### Article ###

Written by Pontus Silfverstolpe
Looking back on history, it's fair to state that ceramics and porcelain are two of the oldest mediums that have lent themselves to the creation of artwork. Reports say that even back in 25,000 BC, people sculpted and molded stone and clay. Today, the hobby of collecting ceramics and porcelain is an ever-growing field.
The term ceramic covers a vast range of wares made of various types of clays, including porcelain, earthenware, soft paste, pottery, terracotta, stoneware, bone china, majolica, and Delftware. While many of those wares were produced by humans as early as 28.000 BC in various civilizations, some were invented much later.
Even though there are numerous techniques to create ceramics, all are divided into three categories: porcelain, earthenware, and stoneware. Porcelain is fired at over 1400 ºC, which makes the material waterproof. Earthenware and stoneware, on the other hand, are fired at 600 to 1300 ºC, making them porous.
Do you own ceramics that you want to value? Start your valuation here!

###

→ What the task requires
Substitute "pastime" for "hobby" and write out the passage of the ceramics article from "Written by Pontus" up to and including "invented much later.".

### Supplied data ###

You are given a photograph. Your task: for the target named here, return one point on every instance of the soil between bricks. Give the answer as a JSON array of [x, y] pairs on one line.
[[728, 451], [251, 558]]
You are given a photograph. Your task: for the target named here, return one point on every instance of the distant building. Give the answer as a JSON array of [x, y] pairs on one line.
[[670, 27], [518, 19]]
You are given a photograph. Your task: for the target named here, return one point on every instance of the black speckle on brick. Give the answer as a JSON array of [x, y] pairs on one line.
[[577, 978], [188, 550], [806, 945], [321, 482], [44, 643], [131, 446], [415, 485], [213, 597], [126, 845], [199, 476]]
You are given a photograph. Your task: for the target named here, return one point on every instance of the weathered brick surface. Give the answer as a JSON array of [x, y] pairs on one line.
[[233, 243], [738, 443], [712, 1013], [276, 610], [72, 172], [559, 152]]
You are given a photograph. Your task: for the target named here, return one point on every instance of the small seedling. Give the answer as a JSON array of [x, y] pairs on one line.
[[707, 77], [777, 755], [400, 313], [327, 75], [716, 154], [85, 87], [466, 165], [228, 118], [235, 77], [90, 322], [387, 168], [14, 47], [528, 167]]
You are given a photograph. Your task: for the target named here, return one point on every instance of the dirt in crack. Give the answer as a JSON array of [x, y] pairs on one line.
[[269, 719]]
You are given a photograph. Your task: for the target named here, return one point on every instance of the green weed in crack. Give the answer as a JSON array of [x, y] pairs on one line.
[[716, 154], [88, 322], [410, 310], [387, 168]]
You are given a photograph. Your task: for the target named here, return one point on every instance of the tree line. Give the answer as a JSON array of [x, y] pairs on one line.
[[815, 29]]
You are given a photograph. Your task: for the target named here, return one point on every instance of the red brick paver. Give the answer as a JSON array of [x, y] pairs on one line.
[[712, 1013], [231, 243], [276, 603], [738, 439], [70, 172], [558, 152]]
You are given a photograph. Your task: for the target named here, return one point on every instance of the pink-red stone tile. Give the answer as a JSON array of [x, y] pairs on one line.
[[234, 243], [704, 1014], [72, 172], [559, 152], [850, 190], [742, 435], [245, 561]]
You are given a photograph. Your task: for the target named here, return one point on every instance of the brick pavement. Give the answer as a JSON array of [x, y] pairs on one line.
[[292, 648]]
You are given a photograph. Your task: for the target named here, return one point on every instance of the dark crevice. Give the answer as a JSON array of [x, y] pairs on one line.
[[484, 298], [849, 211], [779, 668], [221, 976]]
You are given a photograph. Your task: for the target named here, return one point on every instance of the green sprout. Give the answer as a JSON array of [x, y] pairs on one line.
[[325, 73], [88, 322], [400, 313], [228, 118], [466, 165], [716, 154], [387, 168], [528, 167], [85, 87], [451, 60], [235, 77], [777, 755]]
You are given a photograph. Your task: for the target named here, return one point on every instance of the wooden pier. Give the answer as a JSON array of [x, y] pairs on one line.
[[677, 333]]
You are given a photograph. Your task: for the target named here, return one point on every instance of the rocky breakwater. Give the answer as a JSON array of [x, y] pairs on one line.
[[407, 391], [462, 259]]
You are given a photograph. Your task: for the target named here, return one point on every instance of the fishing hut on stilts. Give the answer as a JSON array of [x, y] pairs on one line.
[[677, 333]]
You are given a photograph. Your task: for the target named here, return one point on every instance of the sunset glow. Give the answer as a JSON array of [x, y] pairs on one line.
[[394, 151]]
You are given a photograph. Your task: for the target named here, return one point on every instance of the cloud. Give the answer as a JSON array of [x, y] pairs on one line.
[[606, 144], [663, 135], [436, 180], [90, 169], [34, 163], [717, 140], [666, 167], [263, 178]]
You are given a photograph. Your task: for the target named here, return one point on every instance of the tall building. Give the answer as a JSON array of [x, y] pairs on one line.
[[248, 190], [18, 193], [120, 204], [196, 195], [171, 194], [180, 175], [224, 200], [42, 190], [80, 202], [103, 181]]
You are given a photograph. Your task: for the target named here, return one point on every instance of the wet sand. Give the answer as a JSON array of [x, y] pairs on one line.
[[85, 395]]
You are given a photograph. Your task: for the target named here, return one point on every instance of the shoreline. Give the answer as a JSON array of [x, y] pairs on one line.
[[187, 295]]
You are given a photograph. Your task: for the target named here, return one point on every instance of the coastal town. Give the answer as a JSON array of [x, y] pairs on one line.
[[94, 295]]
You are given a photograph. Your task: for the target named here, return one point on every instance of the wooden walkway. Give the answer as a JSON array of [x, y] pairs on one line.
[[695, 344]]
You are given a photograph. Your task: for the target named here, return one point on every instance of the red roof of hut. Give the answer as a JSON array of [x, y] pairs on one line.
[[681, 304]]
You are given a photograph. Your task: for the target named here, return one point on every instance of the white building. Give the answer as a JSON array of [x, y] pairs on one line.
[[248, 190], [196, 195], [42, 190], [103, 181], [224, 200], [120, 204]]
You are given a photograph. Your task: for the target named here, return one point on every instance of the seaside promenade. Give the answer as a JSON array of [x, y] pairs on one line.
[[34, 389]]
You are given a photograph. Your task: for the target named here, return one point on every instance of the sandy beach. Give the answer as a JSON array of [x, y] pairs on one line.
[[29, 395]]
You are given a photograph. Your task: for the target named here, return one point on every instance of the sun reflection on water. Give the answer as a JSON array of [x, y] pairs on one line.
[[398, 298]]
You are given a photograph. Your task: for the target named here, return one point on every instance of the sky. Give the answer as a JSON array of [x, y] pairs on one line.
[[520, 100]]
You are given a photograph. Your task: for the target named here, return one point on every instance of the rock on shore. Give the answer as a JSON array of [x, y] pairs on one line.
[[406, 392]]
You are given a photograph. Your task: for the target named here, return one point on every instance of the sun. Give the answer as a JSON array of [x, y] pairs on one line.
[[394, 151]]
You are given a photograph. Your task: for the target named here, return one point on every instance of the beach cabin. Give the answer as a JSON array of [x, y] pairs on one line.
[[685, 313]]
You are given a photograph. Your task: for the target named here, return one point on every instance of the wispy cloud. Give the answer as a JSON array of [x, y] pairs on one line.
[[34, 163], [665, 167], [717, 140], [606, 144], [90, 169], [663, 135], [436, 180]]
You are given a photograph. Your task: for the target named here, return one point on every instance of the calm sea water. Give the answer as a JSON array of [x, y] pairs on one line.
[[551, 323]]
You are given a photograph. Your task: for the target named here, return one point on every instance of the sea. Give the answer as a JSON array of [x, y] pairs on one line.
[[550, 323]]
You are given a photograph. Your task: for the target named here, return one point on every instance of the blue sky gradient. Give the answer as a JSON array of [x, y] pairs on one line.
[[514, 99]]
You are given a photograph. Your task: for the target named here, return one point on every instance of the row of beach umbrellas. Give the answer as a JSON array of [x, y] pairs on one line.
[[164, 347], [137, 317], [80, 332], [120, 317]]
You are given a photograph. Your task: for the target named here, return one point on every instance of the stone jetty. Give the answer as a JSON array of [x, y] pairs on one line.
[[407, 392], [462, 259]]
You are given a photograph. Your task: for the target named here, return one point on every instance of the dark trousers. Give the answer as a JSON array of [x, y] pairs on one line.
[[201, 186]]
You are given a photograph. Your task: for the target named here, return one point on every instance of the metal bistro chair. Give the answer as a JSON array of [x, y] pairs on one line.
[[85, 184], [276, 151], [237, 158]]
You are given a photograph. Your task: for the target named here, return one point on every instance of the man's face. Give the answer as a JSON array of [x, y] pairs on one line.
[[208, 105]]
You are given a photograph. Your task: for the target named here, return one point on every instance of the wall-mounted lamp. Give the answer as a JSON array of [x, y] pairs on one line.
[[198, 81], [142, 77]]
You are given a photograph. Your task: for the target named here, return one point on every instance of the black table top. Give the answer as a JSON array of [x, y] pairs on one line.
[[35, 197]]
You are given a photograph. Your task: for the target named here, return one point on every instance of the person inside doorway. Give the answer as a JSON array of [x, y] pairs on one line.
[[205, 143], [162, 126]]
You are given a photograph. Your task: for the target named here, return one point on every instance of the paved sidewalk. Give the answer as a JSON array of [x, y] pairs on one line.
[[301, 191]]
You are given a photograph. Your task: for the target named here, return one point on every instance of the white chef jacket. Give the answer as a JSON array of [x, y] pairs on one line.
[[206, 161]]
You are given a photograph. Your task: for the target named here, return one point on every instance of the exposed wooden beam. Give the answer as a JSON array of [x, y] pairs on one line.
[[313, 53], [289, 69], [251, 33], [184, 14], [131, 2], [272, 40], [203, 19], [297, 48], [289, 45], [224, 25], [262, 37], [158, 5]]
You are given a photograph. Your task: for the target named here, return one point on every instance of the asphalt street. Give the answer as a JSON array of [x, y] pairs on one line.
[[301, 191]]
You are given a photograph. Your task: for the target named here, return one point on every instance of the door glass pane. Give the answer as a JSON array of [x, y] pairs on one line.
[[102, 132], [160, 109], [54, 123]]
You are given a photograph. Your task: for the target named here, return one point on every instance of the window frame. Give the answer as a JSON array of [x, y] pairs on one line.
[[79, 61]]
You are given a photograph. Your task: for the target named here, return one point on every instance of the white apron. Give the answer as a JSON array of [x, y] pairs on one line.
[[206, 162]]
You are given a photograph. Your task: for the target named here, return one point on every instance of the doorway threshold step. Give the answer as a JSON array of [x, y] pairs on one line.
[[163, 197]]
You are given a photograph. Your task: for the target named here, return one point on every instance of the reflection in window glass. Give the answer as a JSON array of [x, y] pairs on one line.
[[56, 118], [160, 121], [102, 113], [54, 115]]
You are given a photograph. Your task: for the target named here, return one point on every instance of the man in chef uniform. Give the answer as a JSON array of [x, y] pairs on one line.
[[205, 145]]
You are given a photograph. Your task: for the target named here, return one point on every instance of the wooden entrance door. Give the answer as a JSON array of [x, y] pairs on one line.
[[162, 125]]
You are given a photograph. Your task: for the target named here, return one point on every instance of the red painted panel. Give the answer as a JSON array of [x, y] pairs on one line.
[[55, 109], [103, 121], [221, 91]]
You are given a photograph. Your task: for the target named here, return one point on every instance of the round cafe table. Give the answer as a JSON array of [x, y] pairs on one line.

###

→ Final result
Written by Pontus Silfverstolpe
Looking back on history, it's fair to state that ceramics and porcelain are two of the oldest mediums that have lent themselves to the creation of artwork. Reports say that even back in 25,000 BC, people sculpted and molded stone and clay. Today, the pastime of collecting ceramics and porcelain is an ever-growing field.
The term ceramic covers a vast range of wares made of various types of clays, including porcelain, earthenware, soft paste, pottery, terracotta, stoneware, bone china, majolica, and Delftware. While many of those wares were produced by humans as early as 28.000 BC in various civilizations, some were invented much later.